▸ Activity
Write out the records again, exactly. Nothing may be dropped.

━━ Given records

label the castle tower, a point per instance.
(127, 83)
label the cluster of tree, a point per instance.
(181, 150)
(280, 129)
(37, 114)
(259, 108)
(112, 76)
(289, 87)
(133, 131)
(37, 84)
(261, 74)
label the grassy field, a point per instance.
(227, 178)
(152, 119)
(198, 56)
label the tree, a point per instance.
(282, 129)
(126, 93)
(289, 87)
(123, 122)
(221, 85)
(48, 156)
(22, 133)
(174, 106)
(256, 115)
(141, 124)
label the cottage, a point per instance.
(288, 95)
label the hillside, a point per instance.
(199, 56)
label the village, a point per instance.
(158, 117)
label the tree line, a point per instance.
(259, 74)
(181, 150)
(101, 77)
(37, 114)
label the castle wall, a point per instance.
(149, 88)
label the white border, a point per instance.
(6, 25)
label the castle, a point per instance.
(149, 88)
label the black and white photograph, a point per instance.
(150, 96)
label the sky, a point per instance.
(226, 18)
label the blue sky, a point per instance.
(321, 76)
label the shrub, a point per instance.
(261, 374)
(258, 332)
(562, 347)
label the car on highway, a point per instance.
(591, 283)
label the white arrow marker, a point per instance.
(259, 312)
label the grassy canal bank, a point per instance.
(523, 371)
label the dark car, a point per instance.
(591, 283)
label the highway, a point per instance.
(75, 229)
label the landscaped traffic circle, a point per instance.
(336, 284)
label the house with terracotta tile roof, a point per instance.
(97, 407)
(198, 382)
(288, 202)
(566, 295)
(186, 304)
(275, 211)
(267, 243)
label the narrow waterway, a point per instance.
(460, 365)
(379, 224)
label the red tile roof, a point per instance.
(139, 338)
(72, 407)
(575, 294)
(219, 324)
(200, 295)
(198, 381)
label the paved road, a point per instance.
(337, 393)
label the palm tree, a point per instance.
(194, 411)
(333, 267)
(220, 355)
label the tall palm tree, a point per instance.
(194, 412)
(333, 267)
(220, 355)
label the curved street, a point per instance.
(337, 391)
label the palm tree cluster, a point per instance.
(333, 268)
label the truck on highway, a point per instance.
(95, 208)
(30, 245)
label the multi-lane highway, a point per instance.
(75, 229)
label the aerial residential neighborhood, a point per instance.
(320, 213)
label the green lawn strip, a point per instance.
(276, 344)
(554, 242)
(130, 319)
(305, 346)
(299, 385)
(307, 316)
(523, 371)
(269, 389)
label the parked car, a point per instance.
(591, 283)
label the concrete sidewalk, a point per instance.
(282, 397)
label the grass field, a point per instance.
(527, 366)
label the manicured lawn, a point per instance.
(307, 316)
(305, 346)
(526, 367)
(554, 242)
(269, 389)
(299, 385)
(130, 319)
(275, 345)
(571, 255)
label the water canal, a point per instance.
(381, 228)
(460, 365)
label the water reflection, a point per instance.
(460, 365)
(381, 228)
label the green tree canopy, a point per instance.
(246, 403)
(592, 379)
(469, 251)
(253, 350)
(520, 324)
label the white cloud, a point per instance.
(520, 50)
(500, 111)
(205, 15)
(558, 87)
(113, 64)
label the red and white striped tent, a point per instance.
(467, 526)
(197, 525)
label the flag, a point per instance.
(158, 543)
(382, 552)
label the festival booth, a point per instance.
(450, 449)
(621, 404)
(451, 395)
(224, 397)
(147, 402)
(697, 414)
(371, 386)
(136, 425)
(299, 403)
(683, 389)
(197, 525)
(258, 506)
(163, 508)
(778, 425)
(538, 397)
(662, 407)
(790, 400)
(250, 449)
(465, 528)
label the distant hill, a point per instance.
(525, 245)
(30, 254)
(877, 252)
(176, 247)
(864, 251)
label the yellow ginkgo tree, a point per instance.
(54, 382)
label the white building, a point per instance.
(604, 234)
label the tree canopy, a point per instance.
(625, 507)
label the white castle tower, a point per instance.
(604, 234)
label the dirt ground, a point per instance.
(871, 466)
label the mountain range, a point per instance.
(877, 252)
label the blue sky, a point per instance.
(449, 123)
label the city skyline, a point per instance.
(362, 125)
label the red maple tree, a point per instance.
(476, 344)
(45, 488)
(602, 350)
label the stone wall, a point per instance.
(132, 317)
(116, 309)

━━━━

▸ Answer
label the castle tower, a point per instance.
(127, 83)
label the cluster of tree, a point per instance.
(181, 150)
(280, 129)
(37, 114)
(259, 108)
(112, 76)
(289, 87)
(133, 131)
(37, 84)
(261, 74)
label the grassy field, a point per instance.
(227, 178)
(152, 119)
(198, 56)
label the tree, a point per instance.
(282, 129)
(126, 93)
(289, 87)
(123, 122)
(221, 85)
(48, 156)
(22, 133)
(174, 106)
(256, 115)
(141, 124)
label the cottage, a point per instance.
(288, 95)
label the hillside, a point per instance.
(199, 56)
label the village, a point per instance.
(158, 117)
label the tree line, a point per instance.
(259, 74)
(181, 150)
(101, 77)
(37, 114)
label the castle wall, a point per instance.
(149, 88)
label the white border, a point per instance.
(6, 25)
label the castle, a point per instance.
(149, 88)
label the black and white photograph, a point per instance.
(150, 96)
label the sky, a point per instance.
(226, 18)
label the blue sky, a point per instance.
(321, 76)
label the shrub, a point per instance.
(261, 374)
(258, 332)
(562, 347)
label the car on highway, a point per instance.
(591, 283)
label the white arrow marker, a point per instance.
(259, 312)
label the grassy canal bank, a point per instance.
(523, 371)
label the dark car, a point per instance.
(591, 283)
label the highway, a point per instance.
(75, 229)
label the landscaped traffic circle, a point per instance.
(336, 284)
label the house with terracotta tile roof, a point per instance.
(97, 407)
(198, 382)
(288, 202)
(566, 295)
(186, 304)
(275, 211)
(267, 243)
label the narrow waterway, a point per instance.
(460, 365)
(379, 224)
label the red tile roof, a point per instance.
(139, 338)
(72, 407)
(575, 294)
(219, 324)
(200, 295)
(198, 381)
label the paved road, a point per instance.
(337, 393)
label the palm tree, a point per instance.
(194, 411)
(333, 267)
(220, 355)
label the tall palm tree, a point per instance.
(194, 412)
(333, 267)
(220, 355)
label the curved street, a point per instance.
(337, 391)
label the palm tree cluster, a point per instance.
(333, 268)
label the truck on highway, a point per instance.
(95, 208)
(30, 245)
label the multi-lane highway, a point per instance.
(75, 229)
label the aerial residential neighborhood, a point per instance.
(320, 213)
label the green lawn strip, a point per instance.
(276, 344)
(554, 242)
(130, 319)
(305, 346)
(299, 385)
(307, 316)
(523, 371)
(269, 389)
label the parked car, a point per instance.
(591, 283)
label the concrete sidewalk, a point per instance.
(282, 397)
label the grass field, a point per instance.
(527, 366)
label the manicured lawn, a point per instance.
(307, 316)
(305, 346)
(526, 367)
(554, 242)
(269, 389)
(299, 385)
(130, 319)
(275, 345)
(571, 255)
label the water canal, a point per instance.
(381, 228)
(460, 365)
label the water reflection, a point per instance.
(460, 365)
(381, 228)
label the green tree canopy, a point per instance.
(246, 403)
(592, 379)
(469, 251)
(253, 350)
(520, 324)
label the white cloud, a point per instance.
(520, 50)
(500, 111)
(205, 15)
(558, 87)
(113, 64)
label the red and white striped tent, a point per instance.
(467, 526)
(197, 525)
label the flag, a point per instance.
(158, 543)
(382, 552)
label the festival booth, a point per instance.
(450, 449)
(621, 404)
(451, 395)
(224, 397)
(147, 402)
(697, 414)
(371, 386)
(136, 425)
(299, 403)
(683, 389)
(197, 525)
(258, 506)
(163, 508)
(778, 425)
(538, 397)
(662, 407)
(790, 400)
(250, 449)
(465, 528)
label the distant hill, a point per instance.
(525, 245)
(30, 254)
(877, 252)
(176, 247)
(864, 251)
label the yellow ginkgo tree, a point per instance.
(54, 382)
label the white building, a point per instance.
(604, 234)
label the tree canopy, a point per instance.
(625, 507)
label the white castle tower, a point per instance.
(604, 234)
label the dirt ground, a point per instance.
(871, 466)
label the mountain range, a point per instance.
(877, 252)
label the blue sky, a point per instance.
(449, 123)
label the city skyline, a point per instance.
(362, 125)
label the red maple tree, a point per instance.
(476, 344)
(45, 488)
(602, 350)
label the stone wall, a point per instance.
(132, 317)
(116, 309)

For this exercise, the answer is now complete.